Lines of data:

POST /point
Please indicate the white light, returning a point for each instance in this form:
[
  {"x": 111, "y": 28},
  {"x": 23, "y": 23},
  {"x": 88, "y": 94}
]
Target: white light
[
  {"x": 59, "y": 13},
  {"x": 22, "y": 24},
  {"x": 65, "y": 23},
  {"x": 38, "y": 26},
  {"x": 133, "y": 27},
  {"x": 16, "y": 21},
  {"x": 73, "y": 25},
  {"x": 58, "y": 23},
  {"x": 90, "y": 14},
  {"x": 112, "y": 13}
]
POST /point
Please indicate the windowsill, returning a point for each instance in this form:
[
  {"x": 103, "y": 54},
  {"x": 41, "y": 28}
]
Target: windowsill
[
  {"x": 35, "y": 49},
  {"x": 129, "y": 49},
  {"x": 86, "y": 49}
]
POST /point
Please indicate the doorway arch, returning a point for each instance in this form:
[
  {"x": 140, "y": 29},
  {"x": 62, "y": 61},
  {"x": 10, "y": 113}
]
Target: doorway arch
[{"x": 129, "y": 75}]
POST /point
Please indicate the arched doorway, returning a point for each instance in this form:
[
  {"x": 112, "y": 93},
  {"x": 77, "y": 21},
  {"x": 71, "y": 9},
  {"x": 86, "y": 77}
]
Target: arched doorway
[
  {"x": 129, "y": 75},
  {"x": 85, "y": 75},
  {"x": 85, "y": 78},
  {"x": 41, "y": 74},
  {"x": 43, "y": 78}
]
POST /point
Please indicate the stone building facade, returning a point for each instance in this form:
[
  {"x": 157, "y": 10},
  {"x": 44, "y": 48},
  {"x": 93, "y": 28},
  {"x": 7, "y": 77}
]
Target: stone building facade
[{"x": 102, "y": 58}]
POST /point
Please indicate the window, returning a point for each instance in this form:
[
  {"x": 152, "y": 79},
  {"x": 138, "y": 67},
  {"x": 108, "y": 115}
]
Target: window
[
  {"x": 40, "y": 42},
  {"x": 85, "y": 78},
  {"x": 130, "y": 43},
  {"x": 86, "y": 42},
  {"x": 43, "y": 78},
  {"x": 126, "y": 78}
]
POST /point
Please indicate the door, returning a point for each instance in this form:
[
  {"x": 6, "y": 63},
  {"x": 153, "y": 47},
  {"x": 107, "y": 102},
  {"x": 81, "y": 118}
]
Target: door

[Request]: Make an exact copy of the listing, including every line.

[Output of the exercise]:
POST /point
Please indicate the white light, returning a point for each instance in this form:
[
  {"x": 111, "y": 28},
  {"x": 23, "y": 23},
  {"x": 88, "y": 94}
]
Target: white light
[
  {"x": 59, "y": 13},
  {"x": 22, "y": 24},
  {"x": 65, "y": 23},
  {"x": 38, "y": 26},
  {"x": 133, "y": 27},
  {"x": 16, "y": 21},
  {"x": 73, "y": 25},
  {"x": 58, "y": 23},
  {"x": 90, "y": 14},
  {"x": 112, "y": 13}
]
POST /point
Please indicate the windowsill, returning a point for each instance in this form:
[
  {"x": 103, "y": 54},
  {"x": 41, "y": 28}
]
Target: windowsill
[
  {"x": 35, "y": 49},
  {"x": 129, "y": 49},
  {"x": 86, "y": 49}
]
POST /point
Please indicate the doorway arch, returning a point for each instance in this form:
[
  {"x": 140, "y": 29},
  {"x": 62, "y": 61},
  {"x": 10, "y": 113}
]
Target: doorway arch
[{"x": 129, "y": 75}]
POST /point
Please indicate the arched doorway, returning a point for each instance in this form:
[
  {"x": 112, "y": 93},
  {"x": 77, "y": 21},
  {"x": 71, "y": 9},
  {"x": 86, "y": 77}
]
Target: arched doorway
[
  {"x": 129, "y": 75},
  {"x": 85, "y": 75},
  {"x": 85, "y": 78},
  {"x": 41, "y": 74},
  {"x": 43, "y": 78}
]
POST /point
Please indicate the stone building facade, returning a point for each instance in this form:
[
  {"x": 157, "y": 10},
  {"x": 44, "y": 48},
  {"x": 93, "y": 28},
  {"x": 7, "y": 77}
]
Target: stone building facade
[{"x": 102, "y": 58}]
POST /point
Please indicate the window, returning a point for each instance in this form:
[
  {"x": 152, "y": 79},
  {"x": 138, "y": 67},
  {"x": 108, "y": 115}
]
Target: window
[
  {"x": 40, "y": 42},
  {"x": 85, "y": 78},
  {"x": 130, "y": 43},
  {"x": 86, "y": 42},
  {"x": 43, "y": 78},
  {"x": 126, "y": 78}
]
POST /point
Please indicate the door, returning a point for each instance in this form:
[
  {"x": 6, "y": 63},
  {"x": 153, "y": 47},
  {"x": 107, "y": 102},
  {"x": 81, "y": 118}
]
Target: door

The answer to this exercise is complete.